DIRECTIONS:
Print, exactly as given, each line of the data from the line containing "ok so i need the box for the red chair" up to and including its last line.

-------- AVAILABLE RECORDS

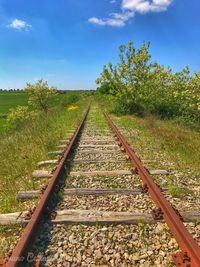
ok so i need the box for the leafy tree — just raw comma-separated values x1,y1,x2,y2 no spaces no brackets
96,63,123,96
97,41,155,114
183,72,200,126
96,41,200,127
25,80,57,114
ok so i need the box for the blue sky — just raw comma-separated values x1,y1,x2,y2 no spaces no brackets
0,0,199,90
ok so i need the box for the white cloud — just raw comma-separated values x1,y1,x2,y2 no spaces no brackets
110,0,117,3
88,17,125,27
89,0,173,27
111,11,134,20
122,0,172,13
8,19,32,30
88,11,134,27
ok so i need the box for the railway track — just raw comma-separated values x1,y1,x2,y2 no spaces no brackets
1,105,200,267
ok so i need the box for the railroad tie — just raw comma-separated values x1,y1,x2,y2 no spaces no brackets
37,160,59,167
76,149,122,154
70,169,169,177
18,188,145,200
69,159,127,164
32,170,52,179
80,138,115,142
48,151,63,156
78,144,119,148
1,210,200,225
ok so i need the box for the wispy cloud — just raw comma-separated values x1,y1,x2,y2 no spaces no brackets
88,11,134,27
88,17,125,27
89,0,173,27
8,19,32,30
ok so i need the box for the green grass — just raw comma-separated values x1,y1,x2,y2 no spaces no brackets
0,92,28,113
0,92,28,132
167,184,184,198
111,114,200,179
0,90,87,133
96,95,200,177
0,225,23,256
0,99,88,213
116,115,200,174
0,92,89,255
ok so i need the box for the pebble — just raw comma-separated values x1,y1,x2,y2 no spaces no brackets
58,194,155,213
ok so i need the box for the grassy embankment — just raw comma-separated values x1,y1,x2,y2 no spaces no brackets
0,91,91,255
0,91,76,133
115,115,200,174
97,96,200,178
0,92,89,214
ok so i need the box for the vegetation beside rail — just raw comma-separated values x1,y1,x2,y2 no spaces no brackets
0,84,91,213
97,96,200,179
116,114,200,174
0,83,93,255
96,41,200,129
96,39,200,181
0,85,93,133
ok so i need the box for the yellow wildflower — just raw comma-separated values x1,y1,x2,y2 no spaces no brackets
67,105,78,111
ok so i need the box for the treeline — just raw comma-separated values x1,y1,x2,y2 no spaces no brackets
0,89,24,92
0,88,95,94
96,41,200,128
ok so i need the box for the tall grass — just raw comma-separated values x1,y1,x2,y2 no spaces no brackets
96,94,200,175
113,114,200,176
143,115,200,173
0,101,87,213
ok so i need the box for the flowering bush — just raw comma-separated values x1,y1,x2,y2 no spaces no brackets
7,106,38,129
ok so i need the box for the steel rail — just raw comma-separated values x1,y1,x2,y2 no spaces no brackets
104,112,200,267
6,106,90,267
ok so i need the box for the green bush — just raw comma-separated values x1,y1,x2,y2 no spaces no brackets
61,91,80,106
25,80,57,114
7,106,38,129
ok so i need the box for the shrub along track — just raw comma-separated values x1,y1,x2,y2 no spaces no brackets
1,105,200,267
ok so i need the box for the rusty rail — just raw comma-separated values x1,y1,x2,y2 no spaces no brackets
104,112,200,267
5,106,90,267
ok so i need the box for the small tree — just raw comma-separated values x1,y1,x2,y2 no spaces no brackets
25,80,57,114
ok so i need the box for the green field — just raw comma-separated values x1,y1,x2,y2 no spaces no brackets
0,90,83,132
0,92,28,132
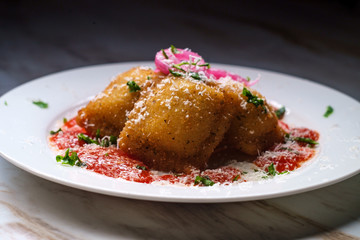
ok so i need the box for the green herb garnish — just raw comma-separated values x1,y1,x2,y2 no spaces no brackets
96,129,101,140
50,128,62,135
194,176,215,186
170,45,179,54
175,61,207,67
147,76,151,80
63,118,68,124
162,49,169,59
280,147,300,155
190,72,201,80
78,133,117,147
126,80,141,93
172,64,186,72
4,101,8,106
78,133,99,144
285,133,318,146
242,88,267,113
263,163,291,178
275,106,286,119
294,137,319,145
173,62,189,67
284,133,291,140
56,149,85,167
99,135,118,147
267,163,276,176
168,69,184,77
32,100,48,109
324,106,334,118
136,165,147,170
246,76,251,82
233,175,240,182
109,136,117,145
198,63,211,69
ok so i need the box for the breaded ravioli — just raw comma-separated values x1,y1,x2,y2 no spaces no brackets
118,76,233,173
76,67,161,137
214,78,284,155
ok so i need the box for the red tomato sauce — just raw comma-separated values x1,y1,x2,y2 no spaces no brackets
49,119,319,186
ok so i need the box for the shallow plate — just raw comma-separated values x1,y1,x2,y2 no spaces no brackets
0,62,359,203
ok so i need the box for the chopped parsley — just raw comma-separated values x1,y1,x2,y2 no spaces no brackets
173,64,186,72
77,133,117,147
324,106,334,118
267,163,276,176
265,163,289,177
63,118,68,123
285,133,318,146
32,100,48,109
4,101,8,106
96,129,101,139
126,80,141,93
198,63,211,69
173,62,189,67
78,133,98,144
275,106,286,119
100,135,118,147
109,135,117,145
280,147,300,155
170,44,179,54
194,176,215,186
169,68,203,81
56,149,85,167
136,165,147,170
50,128,62,135
242,88,267,113
284,133,291,140
190,72,201,80
173,61,210,69
246,76,251,82
169,69,184,77
147,76,151,80
162,49,169,59
233,175,240,182
294,137,319,145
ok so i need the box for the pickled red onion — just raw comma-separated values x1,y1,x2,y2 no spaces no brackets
154,48,207,75
205,68,259,86
154,47,258,86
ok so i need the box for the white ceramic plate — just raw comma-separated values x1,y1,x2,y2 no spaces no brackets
0,62,359,203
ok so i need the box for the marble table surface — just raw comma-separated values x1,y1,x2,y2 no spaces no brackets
1,1,360,239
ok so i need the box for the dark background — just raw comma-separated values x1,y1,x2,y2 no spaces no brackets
0,1,360,239
1,0,359,100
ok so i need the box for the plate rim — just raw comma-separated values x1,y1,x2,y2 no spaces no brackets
0,61,359,203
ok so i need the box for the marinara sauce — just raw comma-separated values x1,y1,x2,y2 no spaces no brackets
49,118,319,186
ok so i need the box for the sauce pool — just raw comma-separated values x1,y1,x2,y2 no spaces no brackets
49,118,319,186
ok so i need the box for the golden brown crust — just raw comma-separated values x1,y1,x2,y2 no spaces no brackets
213,79,285,155
76,67,162,137
77,67,284,173
118,76,233,173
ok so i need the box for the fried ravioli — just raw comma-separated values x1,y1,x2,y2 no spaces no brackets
78,66,284,173
118,76,233,173
215,78,284,155
76,67,161,137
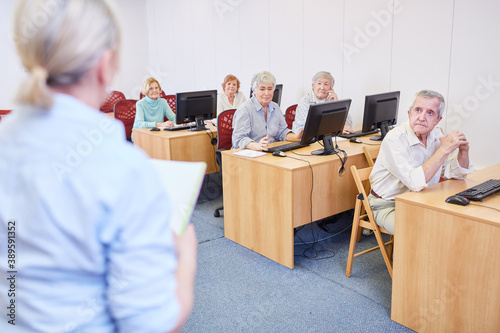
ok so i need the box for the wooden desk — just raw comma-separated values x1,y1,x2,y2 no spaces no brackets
222,140,377,268
392,164,500,332
133,124,219,174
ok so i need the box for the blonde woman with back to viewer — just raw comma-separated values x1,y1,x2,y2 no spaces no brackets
0,0,197,332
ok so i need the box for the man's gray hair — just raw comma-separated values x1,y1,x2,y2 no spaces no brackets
251,71,276,92
312,71,335,86
409,90,446,117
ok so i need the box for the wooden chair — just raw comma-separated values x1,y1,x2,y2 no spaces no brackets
363,145,380,167
114,99,137,141
213,109,236,217
285,104,297,129
162,94,176,114
346,165,394,278
99,90,125,114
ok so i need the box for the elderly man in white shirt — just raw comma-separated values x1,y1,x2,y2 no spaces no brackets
292,71,353,135
368,90,474,234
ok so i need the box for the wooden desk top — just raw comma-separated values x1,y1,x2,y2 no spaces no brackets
396,164,500,226
222,138,381,171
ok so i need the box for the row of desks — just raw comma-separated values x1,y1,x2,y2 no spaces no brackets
133,126,500,333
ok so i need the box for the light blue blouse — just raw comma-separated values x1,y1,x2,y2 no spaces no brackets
232,96,290,149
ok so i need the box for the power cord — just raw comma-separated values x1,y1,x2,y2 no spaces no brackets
469,203,500,212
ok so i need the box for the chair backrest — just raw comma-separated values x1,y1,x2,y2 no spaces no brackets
285,104,297,129
217,109,237,150
100,90,126,114
351,165,374,215
0,110,12,122
162,94,176,114
114,99,137,141
348,164,394,278
363,145,380,167
140,90,167,100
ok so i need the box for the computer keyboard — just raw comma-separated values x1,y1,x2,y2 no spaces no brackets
163,124,192,131
339,129,379,139
454,179,500,201
267,142,305,153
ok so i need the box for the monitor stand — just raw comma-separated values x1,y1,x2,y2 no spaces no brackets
370,121,390,141
188,115,208,131
311,134,338,155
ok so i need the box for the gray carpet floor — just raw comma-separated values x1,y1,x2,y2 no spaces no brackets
181,174,414,332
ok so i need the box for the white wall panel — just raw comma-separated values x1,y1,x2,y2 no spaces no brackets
238,0,271,95
446,0,500,168
391,0,454,124
146,0,177,95
0,0,24,109
213,0,243,92
113,0,150,99
303,0,344,107
269,0,303,110
342,0,394,128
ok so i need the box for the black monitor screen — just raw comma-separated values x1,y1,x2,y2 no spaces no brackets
361,91,400,141
301,99,352,155
249,84,283,106
176,90,217,131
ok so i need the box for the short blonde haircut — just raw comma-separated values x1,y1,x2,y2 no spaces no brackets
141,77,162,96
221,74,241,92
13,0,121,109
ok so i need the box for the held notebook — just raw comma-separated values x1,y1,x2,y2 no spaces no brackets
150,159,207,235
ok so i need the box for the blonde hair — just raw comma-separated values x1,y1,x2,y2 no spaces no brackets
13,0,121,109
221,74,241,92
141,78,162,96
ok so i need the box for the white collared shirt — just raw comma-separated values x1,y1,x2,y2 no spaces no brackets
217,91,247,116
369,121,474,200
292,89,353,134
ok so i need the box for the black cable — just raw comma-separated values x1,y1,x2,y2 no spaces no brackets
469,203,500,212
204,127,218,173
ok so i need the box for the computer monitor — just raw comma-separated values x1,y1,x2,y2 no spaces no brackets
301,99,352,155
176,90,217,131
361,91,400,141
249,84,283,106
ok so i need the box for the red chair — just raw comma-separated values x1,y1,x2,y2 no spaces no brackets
99,90,125,114
139,90,167,100
217,109,236,150
114,99,137,141
213,109,237,217
162,94,176,114
0,110,12,122
285,104,297,129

----------------

EXPECTED ANSWER:
ok so i need the box for the red chair — just raw comma-separated values x1,y1,x2,y2 no spaces no brackets
99,90,125,114
139,90,167,100
217,109,236,150
114,99,137,141
213,109,237,217
162,94,176,114
0,110,12,122
285,104,297,129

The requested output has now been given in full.